## [DOCUMENT PASSAGE]
BEGIN
Research Collaborations

Partnership 2020 promotes higher education cooperation between the United States and India through research collaborations and aims to create tangible economic impact.

By Anubhooti Arora

July 2020

Research Collaborations

A lab in the College of Engineering at University of North Texas (UNT). A team from UNT and Shiv Nadar University is developing improved materials for use in bio-implants, as part of research collaborations under Partnership 2020. Courtesy University of North Texas

Partnership 2020 was conceptualized out of the belief that U.S. and Indian universities can create tangible economic development in our two democracies by working together. The goal was to create a program that funded collaborative research in 10 strategic areas, chosen for their impact and mutual benefits. These include public health, water management, renewable energy, sustainable agriculture, artificial intelligence and entrepreneurship.

Since its launch in fall 2018, the project has funded 26 U.S. and Indian universities addressing these critical areas. In addition to contributing to the well-being of communities, the program also seeks to create economic opportunities by leveraging private sector participation. These collaborations could take many forms—from local companies testing prototypes and evaluating a product’s industry-readiness and facilitating women’s economic empowerment through entrepreneurship to developing novel food supplements to mitigate the risk of tuberculosis. Partnership 2020 is funded by the U.S. Department of State and the U.S. Embassy New Delhi, implemented in collaboration with the University of Nebraska Omaha, with the Washington, D.C.-based Center for Strategic and International Studies playing an advisory role.

Besides its key focus of supporting U.S.-India collaborative research, the project aims to create strong university partnerships and share these lessons with a wider academic audience. To that end, the U.S. government and the University of Nebraska Omaha have organized a number of dialogues among relevant stakeholders to discuss how to develop lasting academic partnerships.

Cutting-edge research
A team from the University of North Texas and Shiv Nadar University, Uttar Pradesh, is developing new and improved materials for use in bio-implants, which are biosynthetic materials used in medical applications. Bio-implants are susceptible to degradation due to wear and tear, corrosion and other environmental factors. The goal is to create advanced materials that are resilient in the human body and less likely to corrode, compared to the currently available products. This project seeks to enhance the “health span” and longevity of patients who may require bio-implants like stents. This research is vital to better health outcomes for patients and of immense benefit to the medical fraternity.

A group of researchers at Boston University and the Indian Institute of Technology Bombay is addressing two critical issues related to solar power. Solar cells lose their efficiency due to environmental stressors like dust deposition. Consequently, large volumes of water are required to clean them, thereby contributing to water shortage and reduced efficiency of the solar apparatus.

To address these problems, the team of Indian and American researchers is developing electrodynamic screens for self-cleaning of solar panels, which would increase their power output and contribute to water conservation. Both groups are testing their technologies in controlled environments of laboratories as well as real-world settings, while comparing notes and sharing best practices and results on an ongoing basis.
END
## [WORK TO COMPLETE]
According to the Partnership 2020 article, which two organizations fund the program? The lines that come next are separate material unrelated to the Partnership 2020 article.

## [DATA EXCERPTS]
BEGIN
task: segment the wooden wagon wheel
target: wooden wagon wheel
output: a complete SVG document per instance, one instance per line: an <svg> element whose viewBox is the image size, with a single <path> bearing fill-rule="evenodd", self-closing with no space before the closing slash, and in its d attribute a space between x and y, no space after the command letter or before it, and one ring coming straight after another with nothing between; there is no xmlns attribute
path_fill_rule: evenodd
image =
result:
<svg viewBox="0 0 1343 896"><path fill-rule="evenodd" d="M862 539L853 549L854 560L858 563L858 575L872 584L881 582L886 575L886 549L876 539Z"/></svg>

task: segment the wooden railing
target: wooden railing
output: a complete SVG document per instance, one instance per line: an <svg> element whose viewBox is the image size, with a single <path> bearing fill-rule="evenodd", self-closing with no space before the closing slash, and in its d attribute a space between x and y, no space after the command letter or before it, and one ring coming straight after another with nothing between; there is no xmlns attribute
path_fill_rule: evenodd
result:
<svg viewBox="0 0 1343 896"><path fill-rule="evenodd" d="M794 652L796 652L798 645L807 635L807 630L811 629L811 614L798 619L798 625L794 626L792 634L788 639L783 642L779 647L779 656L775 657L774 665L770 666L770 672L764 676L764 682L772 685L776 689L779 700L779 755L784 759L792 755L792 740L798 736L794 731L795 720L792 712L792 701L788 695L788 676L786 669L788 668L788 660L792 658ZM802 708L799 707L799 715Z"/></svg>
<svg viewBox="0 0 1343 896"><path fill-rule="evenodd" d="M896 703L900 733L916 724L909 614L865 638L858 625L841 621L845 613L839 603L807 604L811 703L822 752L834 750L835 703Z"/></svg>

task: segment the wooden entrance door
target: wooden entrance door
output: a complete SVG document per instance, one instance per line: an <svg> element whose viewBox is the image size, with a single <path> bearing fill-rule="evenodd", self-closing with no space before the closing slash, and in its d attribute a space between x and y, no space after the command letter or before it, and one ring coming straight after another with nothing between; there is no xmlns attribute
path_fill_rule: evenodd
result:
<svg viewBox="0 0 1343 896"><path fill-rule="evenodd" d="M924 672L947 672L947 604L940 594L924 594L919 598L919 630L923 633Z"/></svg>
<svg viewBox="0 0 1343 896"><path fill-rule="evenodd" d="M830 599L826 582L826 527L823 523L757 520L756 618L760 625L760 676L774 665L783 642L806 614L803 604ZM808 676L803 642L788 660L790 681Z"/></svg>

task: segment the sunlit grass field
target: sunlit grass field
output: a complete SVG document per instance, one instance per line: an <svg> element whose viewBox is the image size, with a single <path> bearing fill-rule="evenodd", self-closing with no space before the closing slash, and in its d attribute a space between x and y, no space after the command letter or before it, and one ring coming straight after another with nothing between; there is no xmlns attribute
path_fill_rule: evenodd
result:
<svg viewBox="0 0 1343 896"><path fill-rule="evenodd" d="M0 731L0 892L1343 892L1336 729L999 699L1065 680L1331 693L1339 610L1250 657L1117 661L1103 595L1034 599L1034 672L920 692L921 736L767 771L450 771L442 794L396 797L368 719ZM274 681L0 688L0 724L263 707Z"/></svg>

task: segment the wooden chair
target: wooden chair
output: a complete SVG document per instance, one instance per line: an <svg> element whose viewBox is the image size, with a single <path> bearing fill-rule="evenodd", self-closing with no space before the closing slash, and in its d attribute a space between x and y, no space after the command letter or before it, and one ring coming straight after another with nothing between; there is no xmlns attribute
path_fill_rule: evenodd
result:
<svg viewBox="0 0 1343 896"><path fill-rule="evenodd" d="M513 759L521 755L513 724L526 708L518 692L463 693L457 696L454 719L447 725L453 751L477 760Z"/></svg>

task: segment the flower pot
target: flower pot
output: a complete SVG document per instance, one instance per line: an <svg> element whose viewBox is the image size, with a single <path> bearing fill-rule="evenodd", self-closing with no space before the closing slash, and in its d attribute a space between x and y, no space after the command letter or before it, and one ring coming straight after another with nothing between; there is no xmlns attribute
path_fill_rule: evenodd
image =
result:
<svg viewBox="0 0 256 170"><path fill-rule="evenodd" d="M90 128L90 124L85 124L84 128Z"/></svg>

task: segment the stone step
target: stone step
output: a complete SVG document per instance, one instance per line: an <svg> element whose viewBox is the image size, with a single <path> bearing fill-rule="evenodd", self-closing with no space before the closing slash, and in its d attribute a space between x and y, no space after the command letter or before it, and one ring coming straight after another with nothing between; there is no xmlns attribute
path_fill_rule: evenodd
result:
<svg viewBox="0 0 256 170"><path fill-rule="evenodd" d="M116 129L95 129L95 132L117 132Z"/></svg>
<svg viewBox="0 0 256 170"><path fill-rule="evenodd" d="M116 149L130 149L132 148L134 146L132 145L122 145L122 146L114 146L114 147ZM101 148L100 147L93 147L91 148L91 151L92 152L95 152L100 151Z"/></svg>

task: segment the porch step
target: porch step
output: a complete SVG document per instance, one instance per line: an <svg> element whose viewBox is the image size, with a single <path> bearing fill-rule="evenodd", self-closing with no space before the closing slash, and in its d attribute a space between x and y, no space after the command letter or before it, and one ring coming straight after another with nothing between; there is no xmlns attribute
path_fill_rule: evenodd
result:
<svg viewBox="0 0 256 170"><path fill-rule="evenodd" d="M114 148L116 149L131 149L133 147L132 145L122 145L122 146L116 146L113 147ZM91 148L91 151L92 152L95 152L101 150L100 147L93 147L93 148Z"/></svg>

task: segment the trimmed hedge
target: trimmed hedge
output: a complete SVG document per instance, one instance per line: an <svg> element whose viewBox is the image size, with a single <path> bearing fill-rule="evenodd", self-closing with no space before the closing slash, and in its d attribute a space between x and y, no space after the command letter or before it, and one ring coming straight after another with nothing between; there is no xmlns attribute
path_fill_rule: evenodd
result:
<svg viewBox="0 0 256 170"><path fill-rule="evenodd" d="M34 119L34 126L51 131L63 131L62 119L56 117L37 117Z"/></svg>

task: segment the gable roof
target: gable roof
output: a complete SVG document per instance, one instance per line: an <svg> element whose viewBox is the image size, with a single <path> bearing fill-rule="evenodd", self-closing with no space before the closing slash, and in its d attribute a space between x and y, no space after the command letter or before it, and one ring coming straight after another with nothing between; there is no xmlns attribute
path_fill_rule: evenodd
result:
END
## [TASK SOLUTION]
The U.S. Department of State and the U.S. Embassy New Delhi.